■ **Uit te voeren werk**
Neem uit de Kamerbrief over de avondklok hieronder het stuk van "Aan de Voorzitter" tot en met "Ministerie van Defensie." opnieuw over, en wissel daarin "rellen" om voor "onlusten".

Aan de Voorzitter van de Tweede Kamer der Staten-Generaal
Den Haag, 27 januari 2021
In de regeling van werkzaamheden van heden (Handelingen II 2020/21, nr. 48, Regeling
van Werkzaamheden) heeft het lid Van Nispen (SP) gevraagd om een analyse van de regering
van de rellen en de waardering voor de politie. Het lid Van Toorenburg (CDA) heeft
gevraagd om voorafgaand aan het door het lid Wilders (PVV) aangevraagde spoeddebat
over de rellen rond de handhaving van de avondklok een brief te sturen over de inzet
van overige onderdelen van de krijgsmacht, ten behoeve van de handhaving van de openbare
orde en de strafrechtelijke handhaving van de zogenoemde avondklok. Daarbij werd tevens
gevraagd om aan te geven hoe het Veiligheidsberaad dit weegt. Deze Kamerbrief schrijf
ik mede namens mijn ambtgenoot van het Ministerie van Defensie.

■ **Ruwe gegevens**

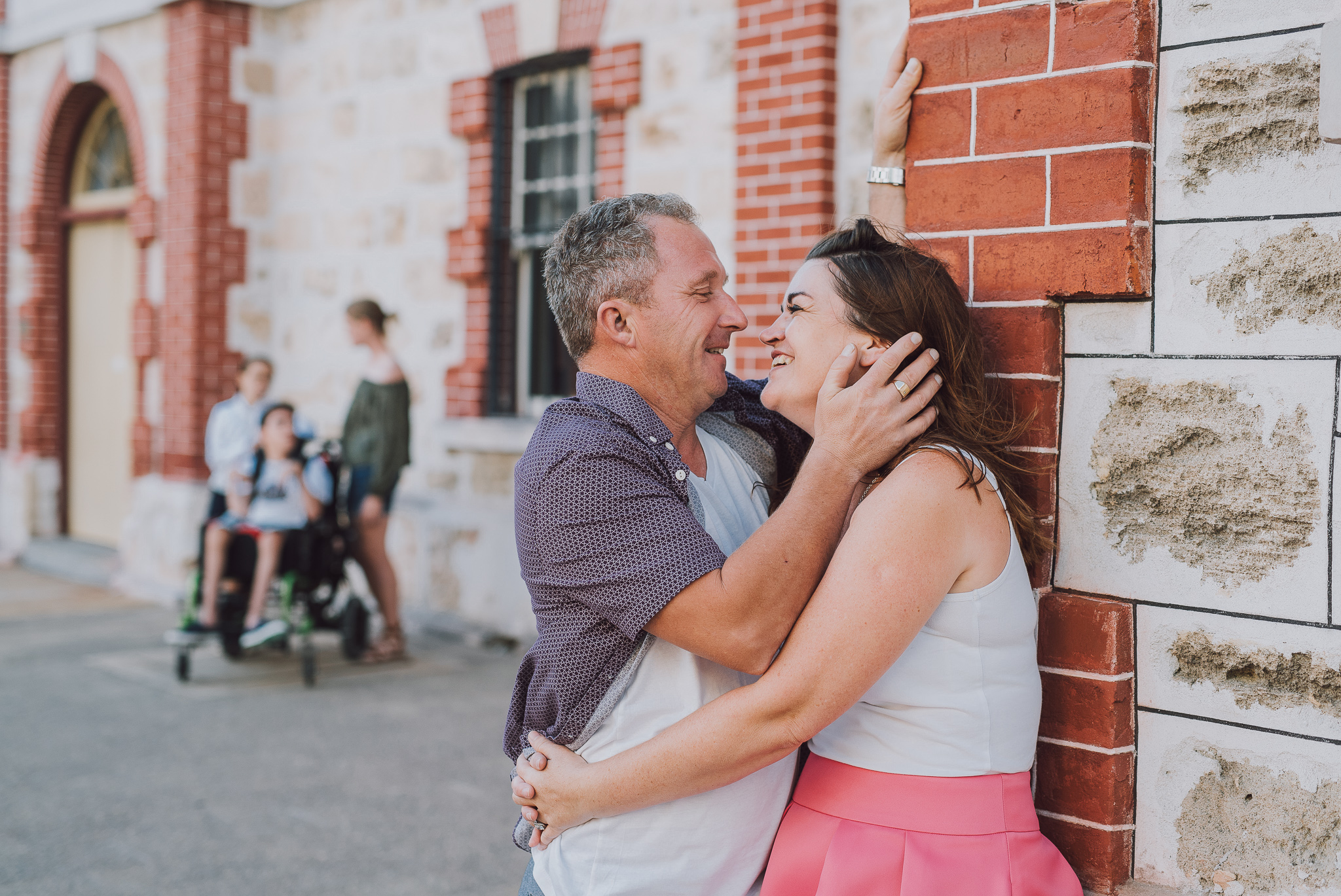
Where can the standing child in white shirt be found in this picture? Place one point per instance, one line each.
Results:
(234, 427)
(270, 494)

■ **Eindresultaat**
Aan de Voorzitter van de Tweede Kamer der Staten-Generaal
Den Haag, 27 januari 2021
In de regeling van werkzaamheden van heden (Handelingen II 2020/21, nr. 48, Regeling
van Werkzaamheden) heeft het lid Van Nispen (SP) gevraagd om een analyse van de regering
van de onlusten en de waardering voor de politie. Het lid Van Toorenburg (CDA) heeft
gevraagd om voorafgaand aan het door het lid Wilders (PVV) aangevraagde spoeddebat
over de onlusten rond de handhaving van de avondklok een brief te sturen over de inzet
van overige onderdelen van de krijgsmacht, ten behoeve van de handhaving van de openbare
orde en de strafrechtelijke handhaving van de zogenoemde avondklok. Daarbij werd tevens
gevraagd om aan te geven hoe het Veiligheidsberaad dit weegt. Deze Kamerbrief schrijf
ik mede namens mijn ambtgenoot van het Ministerie van Defensie.